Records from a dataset
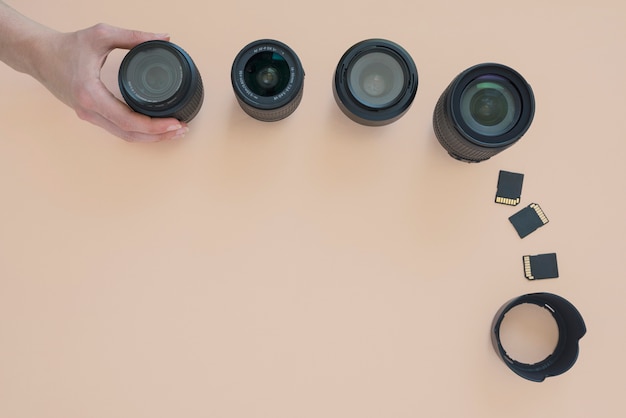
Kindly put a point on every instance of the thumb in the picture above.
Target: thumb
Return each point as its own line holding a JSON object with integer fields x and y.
{"x": 127, "y": 39}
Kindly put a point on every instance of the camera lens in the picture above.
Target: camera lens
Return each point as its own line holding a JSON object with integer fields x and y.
{"x": 159, "y": 79}
{"x": 375, "y": 82}
{"x": 268, "y": 80}
{"x": 486, "y": 109}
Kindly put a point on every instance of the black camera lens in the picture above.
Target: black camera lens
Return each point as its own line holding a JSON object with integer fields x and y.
{"x": 375, "y": 82}
{"x": 485, "y": 110}
{"x": 268, "y": 80}
{"x": 159, "y": 79}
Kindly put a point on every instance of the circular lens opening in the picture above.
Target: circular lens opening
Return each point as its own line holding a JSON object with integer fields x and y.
{"x": 490, "y": 105}
{"x": 529, "y": 333}
{"x": 267, "y": 74}
{"x": 155, "y": 75}
{"x": 376, "y": 80}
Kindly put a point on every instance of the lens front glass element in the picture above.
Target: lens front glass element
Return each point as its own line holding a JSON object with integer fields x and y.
{"x": 267, "y": 74}
{"x": 376, "y": 80}
{"x": 154, "y": 75}
{"x": 490, "y": 105}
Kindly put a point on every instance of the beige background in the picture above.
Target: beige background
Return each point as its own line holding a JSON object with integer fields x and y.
{"x": 311, "y": 267}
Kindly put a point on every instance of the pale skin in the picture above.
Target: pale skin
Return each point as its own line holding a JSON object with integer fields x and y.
{"x": 69, "y": 65}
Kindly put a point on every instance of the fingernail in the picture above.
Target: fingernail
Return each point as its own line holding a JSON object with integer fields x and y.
{"x": 181, "y": 133}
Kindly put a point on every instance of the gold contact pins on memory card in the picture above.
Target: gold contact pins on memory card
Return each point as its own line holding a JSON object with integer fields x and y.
{"x": 542, "y": 266}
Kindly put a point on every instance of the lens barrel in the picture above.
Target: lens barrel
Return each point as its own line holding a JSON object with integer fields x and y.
{"x": 268, "y": 80}
{"x": 485, "y": 110}
{"x": 375, "y": 82}
{"x": 159, "y": 79}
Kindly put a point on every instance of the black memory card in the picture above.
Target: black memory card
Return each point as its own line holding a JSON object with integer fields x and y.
{"x": 528, "y": 219}
{"x": 542, "y": 266}
{"x": 509, "y": 190}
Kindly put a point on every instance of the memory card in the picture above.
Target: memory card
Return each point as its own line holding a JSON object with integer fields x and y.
{"x": 528, "y": 219}
{"x": 509, "y": 190}
{"x": 542, "y": 266}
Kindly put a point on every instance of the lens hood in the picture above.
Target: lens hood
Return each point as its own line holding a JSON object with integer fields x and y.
{"x": 571, "y": 329}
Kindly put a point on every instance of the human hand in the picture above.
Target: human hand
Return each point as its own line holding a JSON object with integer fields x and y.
{"x": 69, "y": 65}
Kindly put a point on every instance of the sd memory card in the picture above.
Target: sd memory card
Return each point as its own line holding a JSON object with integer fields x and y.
{"x": 528, "y": 219}
{"x": 509, "y": 189}
{"x": 542, "y": 266}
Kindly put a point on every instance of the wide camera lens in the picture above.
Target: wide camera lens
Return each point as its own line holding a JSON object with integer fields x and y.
{"x": 268, "y": 80}
{"x": 375, "y": 82}
{"x": 159, "y": 79}
{"x": 485, "y": 110}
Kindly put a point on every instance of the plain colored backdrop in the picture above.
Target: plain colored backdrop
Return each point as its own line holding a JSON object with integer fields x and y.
{"x": 311, "y": 267}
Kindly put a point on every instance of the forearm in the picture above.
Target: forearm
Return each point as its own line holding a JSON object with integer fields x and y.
{"x": 21, "y": 40}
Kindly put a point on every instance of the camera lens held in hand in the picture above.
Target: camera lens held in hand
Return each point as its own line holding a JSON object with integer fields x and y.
{"x": 159, "y": 79}
{"x": 375, "y": 82}
{"x": 268, "y": 80}
{"x": 485, "y": 110}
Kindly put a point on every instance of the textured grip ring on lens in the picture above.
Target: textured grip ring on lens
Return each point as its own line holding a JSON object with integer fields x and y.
{"x": 159, "y": 79}
{"x": 471, "y": 136}
{"x": 375, "y": 82}
{"x": 268, "y": 80}
{"x": 571, "y": 329}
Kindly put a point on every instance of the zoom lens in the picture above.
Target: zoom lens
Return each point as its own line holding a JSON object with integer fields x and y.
{"x": 375, "y": 82}
{"x": 268, "y": 80}
{"x": 159, "y": 79}
{"x": 485, "y": 110}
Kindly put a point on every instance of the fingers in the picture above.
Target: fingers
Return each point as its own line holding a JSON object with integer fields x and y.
{"x": 113, "y": 37}
{"x": 97, "y": 105}
{"x": 133, "y": 136}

* [The task] The answer should consist only of the lines from the one with "Target: camera lens held in hand" to the final line of the records above, retyped word for word.

* [Result of the exercise]
Target: camera lens held in hand
Return each point as its own line holding a JSON object with integer fields x and y.
{"x": 159, "y": 79}
{"x": 375, "y": 82}
{"x": 268, "y": 80}
{"x": 485, "y": 110}
Kindly put a point on every instance of the textured grip ring on lens in the picture above.
Target: textured grip ring on lens
Return each point as its own line holding a JSON object with integer fields x and y.
{"x": 159, "y": 79}
{"x": 471, "y": 136}
{"x": 375, "y": 82}
{"x": 268, "y": 80}
{"x": 571, "y": 329}
Kindly put a point on every instance of the zoom lens in the picture above.
Target: zoom lens
Return each point as its own line holding a JSON object with integer fields x and y.
{"x": 375, "y": 82}
{"x": 268, "y": 80}
{"x": 159, "y": 79}
{"x": 485, "y": 110}
Kindly put a point on every instance of the fingers in the picture above.
Target: fingers
Return each point as its own line holding a JSON object with integer fields x and y.
{"x": 113, "y": 37}
{"x": 97, "y": 105}
{"x": 133, "y": 136}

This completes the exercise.